§ Data provided:
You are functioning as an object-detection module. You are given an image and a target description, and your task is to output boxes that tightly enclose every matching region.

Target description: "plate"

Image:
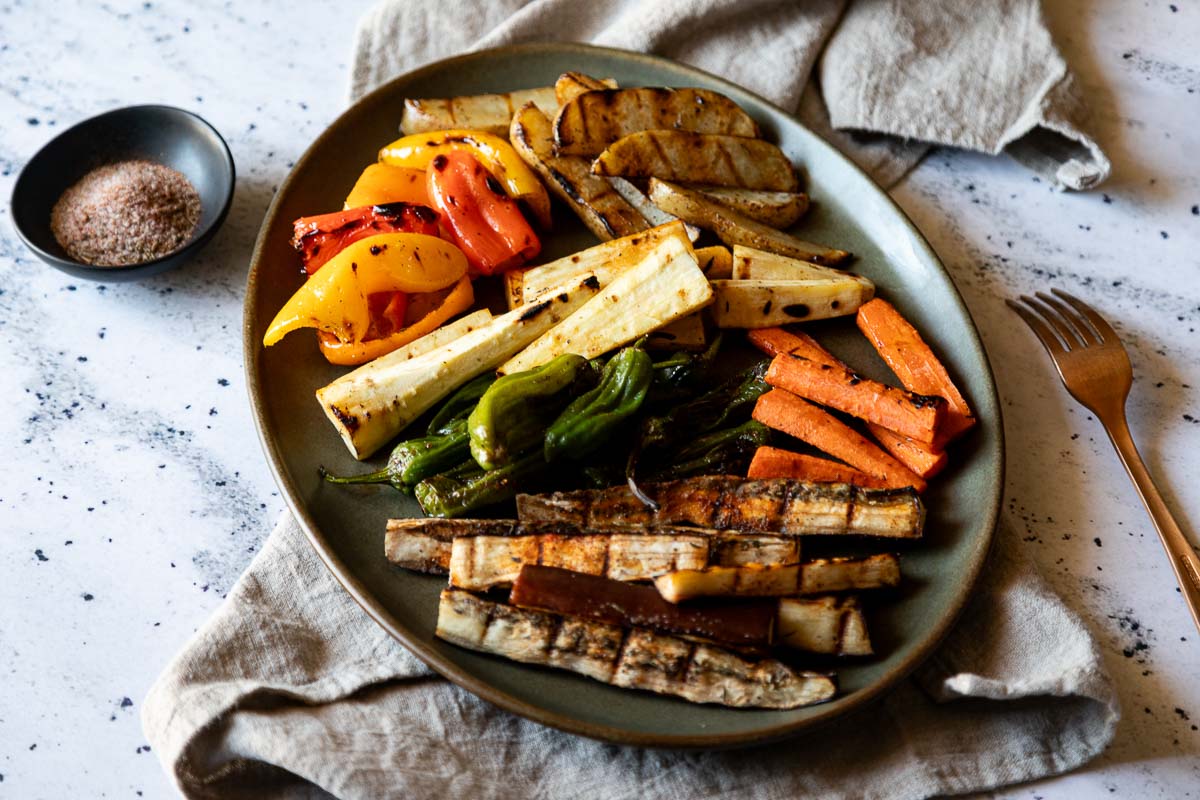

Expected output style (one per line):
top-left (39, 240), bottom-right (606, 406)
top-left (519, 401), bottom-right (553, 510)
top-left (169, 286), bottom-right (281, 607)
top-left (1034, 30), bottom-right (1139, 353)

top-left (244, 43), bottom-right (1003, 748)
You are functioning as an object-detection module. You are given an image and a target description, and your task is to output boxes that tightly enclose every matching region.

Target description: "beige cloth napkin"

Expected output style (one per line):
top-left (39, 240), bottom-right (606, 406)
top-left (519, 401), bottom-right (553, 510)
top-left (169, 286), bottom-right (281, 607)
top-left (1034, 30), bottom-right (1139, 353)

top-left (143, 2), bottom-right (1120, 797)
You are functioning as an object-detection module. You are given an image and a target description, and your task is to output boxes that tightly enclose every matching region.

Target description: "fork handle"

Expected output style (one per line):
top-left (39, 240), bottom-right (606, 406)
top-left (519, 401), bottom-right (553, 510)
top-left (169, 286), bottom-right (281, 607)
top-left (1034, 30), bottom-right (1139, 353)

top-left (1106, 415), bottom-right (1200, 635)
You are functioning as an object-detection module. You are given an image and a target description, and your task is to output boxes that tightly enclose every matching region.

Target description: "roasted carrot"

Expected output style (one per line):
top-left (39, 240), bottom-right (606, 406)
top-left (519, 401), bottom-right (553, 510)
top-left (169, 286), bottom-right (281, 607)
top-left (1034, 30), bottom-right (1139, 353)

top-left (856, 298), bottom-right (975, 441)
top-left (747, 446), bottom-right (890, 488)
top-left (766, 353), bottom-right (946, 444)
top-left (866, 423), bottom-right (948, 479)
top-left (752, 389), bottom-right (926, 491)
top-left (747, 327), bottom-right (841, 367)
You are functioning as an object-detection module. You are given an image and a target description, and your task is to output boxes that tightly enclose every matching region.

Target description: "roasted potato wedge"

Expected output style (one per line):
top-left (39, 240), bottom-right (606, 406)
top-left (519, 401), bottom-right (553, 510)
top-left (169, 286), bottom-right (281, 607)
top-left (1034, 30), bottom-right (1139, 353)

top-left (555, 88), bottom-right (760, 156)
top-left (554, 72), bottom-right (618, 107)
top-left (648, 179), bottom-right (850, 266)
top-left (509, 103), bottom-right (649, 241)
top-left (592, 131), bottom-right (799, 192)
top-left (684, 186), bottom-right (809, 228)
top-left (709, 278), bottom-right (874, 329)
top-left (400, 87), bottom-right (558, 135)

§ What is needed:
Down to the last line, set down the data above exactly, and omit all images.

§ Answer box:
You are functioning as an object-detection module. You are given an image and a target description, and your task is to output boxes that tightly enclose every matching region.

Target description: "plate"

Image:

Expected output style (one per line):
top-left (39, 240), bottom-right (606, 406)
top-left (519, 401), bottom-right (553, 510)
top-left (169, 286), bottom-right (281, 607)
top-left (1034, 30), bottom-right (1139, 353)

top-left (244, 43), bottom-right (1003, 748)
You are functioning as an object-detection module. You are given an image and a target description, and your task is to output boxes that tightly enclose every matching region.

Target description: "beige cloth napkin"

Expected output style (one per line):
top-left (39, 240), bottom-right (606, 406)
top-left (519, 401), bottom-right (553, 510)
top-left (169, 286), bottom-right (281, 607)
top-left (1034, 30), bottom-right (1139, 353)

top-left (143, 2), bottom-right (1120, 797)
You are functioning as an object-detection module. You are given an image and a target description, and your task is to output boxes that tightly enclose every matching region.

Target description: "fork handle"

Expected output style (one per line):
top-left (39, 240), bottom-right (606, 406)
top-left (519, 401), bottom-right (553, 510)
top-left (169, 286), bottom-right (281, 607)
top-left (1034, 30), bottom-right (1139, 353)

top-left (1106, 415), bottom-right (1200, 635)
You are functioning as an object-detection module. You are given an image and a target description, and your task is to output boxes that tightly enclose every matching region.

Target description: "roasted carrot"

Expected output style (one per line):
top-left (39, 240), bottom-right (606, 406)
top-left (519, 401), bottom-right (553, 510)
top-left (169, 286), bottom-right (281, 607)
top-left (1034, 30), bottom-right (1139, 353)

top-left (856, 298), bottom-right (975, 441)
top-left (747, 446), bottom-right (890, 488)
top-left (766, 353), bottom-right (946, 444)
top-left (866, 423), bottom-right (948, 479)
top-left (752, 389), bottom-right (926, 491)
top-left (747, 327), bottom-right (841, 367)
You are functioning as an object-detection module. You are given an image and a target description, and your task is to output boxes that tightly enclose every matching region.

Target description: "roasted potato wedge"

Expected output style (one per line):
top-left (39, 240), bottom-right (606, 406)
top-left (519, 401), bottom-right (553, 510)
top-left (169, 286), bottom-right (281, 607)
top-left (1034, 30), bottom-right (1139, 353)

top-left (555, 88), bottom-right (760, 156)
top-left (554, 72), bottom-right (618, 107)
top-left (648, 179), bottom-right (850, 266)
top-left (509, 103), bottom-right (649, 241)
top-left (592, 131), bottom-right (799, 192)
top-left (684, 186), bottom-right (809, 228)
top-left (709, 278), bottom-right (874, 329)
top-left (400, 87), bottom-right (558, 135)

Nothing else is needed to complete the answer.